■ **GIVEN INSTRUCTION**
Write out the entries, please, from the line containing "Can you see the distant mountain" through their final line, exactly and with nothing else.

++++ DATASET ROWS

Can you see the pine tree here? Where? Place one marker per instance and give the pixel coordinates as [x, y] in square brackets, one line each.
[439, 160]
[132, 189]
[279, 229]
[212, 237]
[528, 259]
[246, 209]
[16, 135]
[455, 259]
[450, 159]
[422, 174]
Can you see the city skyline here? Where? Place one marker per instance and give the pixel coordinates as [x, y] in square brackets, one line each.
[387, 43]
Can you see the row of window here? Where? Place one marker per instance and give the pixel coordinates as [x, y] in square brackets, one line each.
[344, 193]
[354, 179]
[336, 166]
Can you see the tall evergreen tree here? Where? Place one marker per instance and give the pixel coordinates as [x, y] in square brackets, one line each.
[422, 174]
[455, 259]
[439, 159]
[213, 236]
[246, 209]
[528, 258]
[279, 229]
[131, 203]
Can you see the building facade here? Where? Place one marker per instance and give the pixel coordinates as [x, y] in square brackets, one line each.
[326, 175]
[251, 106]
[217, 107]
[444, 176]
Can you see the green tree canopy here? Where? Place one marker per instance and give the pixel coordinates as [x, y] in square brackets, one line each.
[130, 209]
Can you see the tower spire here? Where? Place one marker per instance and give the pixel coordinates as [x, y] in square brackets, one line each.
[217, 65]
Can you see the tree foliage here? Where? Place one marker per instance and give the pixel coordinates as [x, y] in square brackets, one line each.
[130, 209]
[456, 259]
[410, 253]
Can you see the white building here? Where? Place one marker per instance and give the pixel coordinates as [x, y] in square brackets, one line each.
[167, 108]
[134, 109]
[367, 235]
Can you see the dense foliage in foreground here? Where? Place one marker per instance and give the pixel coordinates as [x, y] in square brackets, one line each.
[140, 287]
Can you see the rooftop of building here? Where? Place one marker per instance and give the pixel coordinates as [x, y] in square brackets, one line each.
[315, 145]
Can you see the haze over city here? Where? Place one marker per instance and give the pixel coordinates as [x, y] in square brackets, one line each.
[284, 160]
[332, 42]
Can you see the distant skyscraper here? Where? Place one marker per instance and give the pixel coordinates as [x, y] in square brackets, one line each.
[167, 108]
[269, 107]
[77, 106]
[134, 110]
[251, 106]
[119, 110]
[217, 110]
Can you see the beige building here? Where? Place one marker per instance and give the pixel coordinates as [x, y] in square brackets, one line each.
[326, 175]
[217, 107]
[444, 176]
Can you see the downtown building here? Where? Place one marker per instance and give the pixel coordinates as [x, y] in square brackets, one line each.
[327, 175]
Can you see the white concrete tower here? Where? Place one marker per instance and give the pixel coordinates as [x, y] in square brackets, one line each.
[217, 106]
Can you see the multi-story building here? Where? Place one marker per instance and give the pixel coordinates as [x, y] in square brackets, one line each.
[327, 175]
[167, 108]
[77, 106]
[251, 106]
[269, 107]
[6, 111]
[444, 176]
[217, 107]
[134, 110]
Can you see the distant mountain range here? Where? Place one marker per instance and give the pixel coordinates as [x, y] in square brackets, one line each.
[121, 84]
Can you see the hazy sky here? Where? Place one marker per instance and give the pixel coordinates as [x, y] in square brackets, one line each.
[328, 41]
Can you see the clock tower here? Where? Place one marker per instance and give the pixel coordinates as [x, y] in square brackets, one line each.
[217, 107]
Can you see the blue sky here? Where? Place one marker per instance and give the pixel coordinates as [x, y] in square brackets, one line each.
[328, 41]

++++++++

■ **REPLY TO THE EXERCISE**
Can you see the distant mountain range here? Where? Place one marker per instance and give the pixel coordinates as [x, y] in square brackets, one line each.
[121, 84]
Can you see the hazy sky here? Where? Place one marker per instance and give the pixel coordinates as [x, y] in square brackets, one line each.
[328, 41]
Can you see the clock tower here? Where? Place one marker per instance and give the pixel coordinates as [x, y] in square brackets, one line each.
[217, 107]
Can you see the blue sky here? Where? Place one marker per instance and give the pixel coordinates as [x, y] in square brackets, one line each.
[328, 41]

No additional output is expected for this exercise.